Task instructions: What must be returned is the number of lines in the records holding the word "mint", with no other text.

Data provided:
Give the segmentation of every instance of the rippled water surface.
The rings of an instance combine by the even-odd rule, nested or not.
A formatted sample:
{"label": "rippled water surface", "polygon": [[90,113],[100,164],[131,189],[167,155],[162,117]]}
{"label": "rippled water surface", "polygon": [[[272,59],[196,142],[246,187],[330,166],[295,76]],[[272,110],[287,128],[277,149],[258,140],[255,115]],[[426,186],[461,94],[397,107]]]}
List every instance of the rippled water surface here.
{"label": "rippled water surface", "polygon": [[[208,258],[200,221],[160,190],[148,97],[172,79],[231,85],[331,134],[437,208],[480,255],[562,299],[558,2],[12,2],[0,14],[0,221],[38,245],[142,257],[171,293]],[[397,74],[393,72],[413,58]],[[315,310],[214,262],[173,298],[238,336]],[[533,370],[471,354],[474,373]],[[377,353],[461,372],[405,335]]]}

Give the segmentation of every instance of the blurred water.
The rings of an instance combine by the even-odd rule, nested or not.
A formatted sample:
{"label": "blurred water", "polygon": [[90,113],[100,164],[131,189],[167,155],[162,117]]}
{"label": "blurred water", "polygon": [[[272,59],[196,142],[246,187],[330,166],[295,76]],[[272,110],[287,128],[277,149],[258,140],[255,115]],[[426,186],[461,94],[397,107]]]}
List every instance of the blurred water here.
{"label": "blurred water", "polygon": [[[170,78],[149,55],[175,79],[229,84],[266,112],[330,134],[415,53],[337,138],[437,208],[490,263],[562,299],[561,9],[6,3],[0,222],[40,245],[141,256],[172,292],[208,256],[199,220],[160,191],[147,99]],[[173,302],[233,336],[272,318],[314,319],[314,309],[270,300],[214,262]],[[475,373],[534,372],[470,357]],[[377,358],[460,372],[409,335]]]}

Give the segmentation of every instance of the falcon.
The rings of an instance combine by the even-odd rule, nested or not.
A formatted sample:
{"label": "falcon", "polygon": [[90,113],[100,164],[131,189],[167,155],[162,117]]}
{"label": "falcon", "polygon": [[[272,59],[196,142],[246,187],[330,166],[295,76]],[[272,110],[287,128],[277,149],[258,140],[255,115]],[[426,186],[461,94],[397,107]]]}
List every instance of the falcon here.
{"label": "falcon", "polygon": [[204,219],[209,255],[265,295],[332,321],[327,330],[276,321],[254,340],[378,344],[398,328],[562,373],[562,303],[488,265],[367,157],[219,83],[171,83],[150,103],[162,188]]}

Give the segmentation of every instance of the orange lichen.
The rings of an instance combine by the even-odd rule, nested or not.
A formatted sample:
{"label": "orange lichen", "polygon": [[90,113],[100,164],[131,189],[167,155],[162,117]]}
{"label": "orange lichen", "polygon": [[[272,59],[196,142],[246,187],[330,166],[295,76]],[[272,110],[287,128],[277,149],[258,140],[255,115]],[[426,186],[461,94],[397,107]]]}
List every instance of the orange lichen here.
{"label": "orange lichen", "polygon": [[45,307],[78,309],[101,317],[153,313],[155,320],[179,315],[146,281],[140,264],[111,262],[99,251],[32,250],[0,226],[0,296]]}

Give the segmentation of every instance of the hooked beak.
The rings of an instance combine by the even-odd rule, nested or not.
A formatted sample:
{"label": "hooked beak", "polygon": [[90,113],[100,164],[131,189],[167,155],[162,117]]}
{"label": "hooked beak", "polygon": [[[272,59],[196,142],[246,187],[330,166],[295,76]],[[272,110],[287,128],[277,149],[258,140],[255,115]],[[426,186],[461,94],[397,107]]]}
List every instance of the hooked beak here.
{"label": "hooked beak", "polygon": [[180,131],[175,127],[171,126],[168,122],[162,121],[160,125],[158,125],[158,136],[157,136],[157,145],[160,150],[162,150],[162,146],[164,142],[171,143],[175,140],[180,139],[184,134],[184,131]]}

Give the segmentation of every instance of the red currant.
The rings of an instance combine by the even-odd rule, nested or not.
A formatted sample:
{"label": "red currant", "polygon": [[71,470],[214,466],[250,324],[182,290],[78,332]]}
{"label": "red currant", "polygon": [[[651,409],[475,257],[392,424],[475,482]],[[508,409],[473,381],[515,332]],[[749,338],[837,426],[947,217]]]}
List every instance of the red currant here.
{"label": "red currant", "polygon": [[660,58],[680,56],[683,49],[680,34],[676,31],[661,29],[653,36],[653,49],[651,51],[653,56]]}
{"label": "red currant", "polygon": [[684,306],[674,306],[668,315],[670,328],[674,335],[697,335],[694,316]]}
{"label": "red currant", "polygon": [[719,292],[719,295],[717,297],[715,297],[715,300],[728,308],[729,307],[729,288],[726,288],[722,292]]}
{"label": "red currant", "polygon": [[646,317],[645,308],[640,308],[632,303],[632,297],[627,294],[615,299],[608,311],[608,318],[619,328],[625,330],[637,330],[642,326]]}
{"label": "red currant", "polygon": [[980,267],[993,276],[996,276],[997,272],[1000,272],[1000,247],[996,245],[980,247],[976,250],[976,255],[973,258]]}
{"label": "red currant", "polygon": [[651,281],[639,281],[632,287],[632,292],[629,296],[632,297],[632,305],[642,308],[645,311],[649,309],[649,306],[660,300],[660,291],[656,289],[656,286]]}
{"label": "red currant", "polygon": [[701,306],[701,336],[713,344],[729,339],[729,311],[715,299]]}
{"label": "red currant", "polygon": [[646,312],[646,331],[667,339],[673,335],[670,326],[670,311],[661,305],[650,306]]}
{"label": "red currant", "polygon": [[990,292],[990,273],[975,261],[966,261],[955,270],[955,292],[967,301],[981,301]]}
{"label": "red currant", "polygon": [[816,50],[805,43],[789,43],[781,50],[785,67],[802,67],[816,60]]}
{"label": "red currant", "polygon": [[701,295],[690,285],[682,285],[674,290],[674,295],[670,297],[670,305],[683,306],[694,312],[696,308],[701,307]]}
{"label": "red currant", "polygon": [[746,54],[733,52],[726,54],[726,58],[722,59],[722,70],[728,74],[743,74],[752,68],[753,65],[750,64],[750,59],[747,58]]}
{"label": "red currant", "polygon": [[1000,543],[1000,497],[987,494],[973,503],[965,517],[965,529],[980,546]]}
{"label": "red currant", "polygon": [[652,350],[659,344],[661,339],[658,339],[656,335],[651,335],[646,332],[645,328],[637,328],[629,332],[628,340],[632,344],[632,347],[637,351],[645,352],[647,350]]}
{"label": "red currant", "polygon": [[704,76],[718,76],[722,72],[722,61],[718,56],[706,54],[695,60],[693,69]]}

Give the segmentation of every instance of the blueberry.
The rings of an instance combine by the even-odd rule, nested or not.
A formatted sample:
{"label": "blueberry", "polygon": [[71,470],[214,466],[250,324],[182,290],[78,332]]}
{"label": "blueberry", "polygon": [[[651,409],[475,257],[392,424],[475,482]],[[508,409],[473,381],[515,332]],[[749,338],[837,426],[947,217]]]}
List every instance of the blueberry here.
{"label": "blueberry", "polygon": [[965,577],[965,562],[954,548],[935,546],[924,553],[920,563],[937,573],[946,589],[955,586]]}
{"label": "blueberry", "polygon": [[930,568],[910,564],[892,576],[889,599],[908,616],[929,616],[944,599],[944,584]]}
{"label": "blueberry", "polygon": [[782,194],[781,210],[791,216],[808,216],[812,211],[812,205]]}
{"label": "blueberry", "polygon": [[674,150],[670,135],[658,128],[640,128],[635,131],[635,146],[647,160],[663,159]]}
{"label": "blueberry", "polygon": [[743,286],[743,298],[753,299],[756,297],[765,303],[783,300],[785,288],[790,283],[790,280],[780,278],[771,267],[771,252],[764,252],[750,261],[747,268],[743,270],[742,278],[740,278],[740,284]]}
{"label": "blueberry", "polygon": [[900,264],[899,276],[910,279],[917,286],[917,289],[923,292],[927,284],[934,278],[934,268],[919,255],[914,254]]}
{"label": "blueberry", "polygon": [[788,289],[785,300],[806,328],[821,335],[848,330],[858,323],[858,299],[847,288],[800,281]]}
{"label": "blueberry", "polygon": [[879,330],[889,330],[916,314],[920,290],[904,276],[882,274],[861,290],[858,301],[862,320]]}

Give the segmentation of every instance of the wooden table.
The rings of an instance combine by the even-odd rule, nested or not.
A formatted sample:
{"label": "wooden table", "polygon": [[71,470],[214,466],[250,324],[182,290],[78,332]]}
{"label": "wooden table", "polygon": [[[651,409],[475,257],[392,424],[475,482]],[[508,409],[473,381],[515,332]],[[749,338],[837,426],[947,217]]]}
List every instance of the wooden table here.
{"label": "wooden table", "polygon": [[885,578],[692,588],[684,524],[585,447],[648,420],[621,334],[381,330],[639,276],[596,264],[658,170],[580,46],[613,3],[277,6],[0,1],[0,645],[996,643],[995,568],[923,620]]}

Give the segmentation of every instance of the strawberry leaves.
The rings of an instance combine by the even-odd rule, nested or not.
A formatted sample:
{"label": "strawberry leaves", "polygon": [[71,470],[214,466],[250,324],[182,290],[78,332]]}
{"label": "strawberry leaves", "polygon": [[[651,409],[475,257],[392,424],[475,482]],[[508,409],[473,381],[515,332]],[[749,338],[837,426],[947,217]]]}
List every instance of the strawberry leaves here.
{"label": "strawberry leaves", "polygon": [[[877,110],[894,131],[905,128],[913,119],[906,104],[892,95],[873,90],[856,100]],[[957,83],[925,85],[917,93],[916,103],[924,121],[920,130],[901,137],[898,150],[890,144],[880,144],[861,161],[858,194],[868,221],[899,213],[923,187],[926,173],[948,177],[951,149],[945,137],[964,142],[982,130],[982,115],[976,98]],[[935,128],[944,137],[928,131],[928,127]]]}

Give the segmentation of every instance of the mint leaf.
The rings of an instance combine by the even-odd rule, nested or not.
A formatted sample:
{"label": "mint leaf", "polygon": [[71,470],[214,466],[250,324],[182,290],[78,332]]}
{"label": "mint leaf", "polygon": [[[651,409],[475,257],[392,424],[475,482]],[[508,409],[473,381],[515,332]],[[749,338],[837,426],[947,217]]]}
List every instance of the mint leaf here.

Written response: 4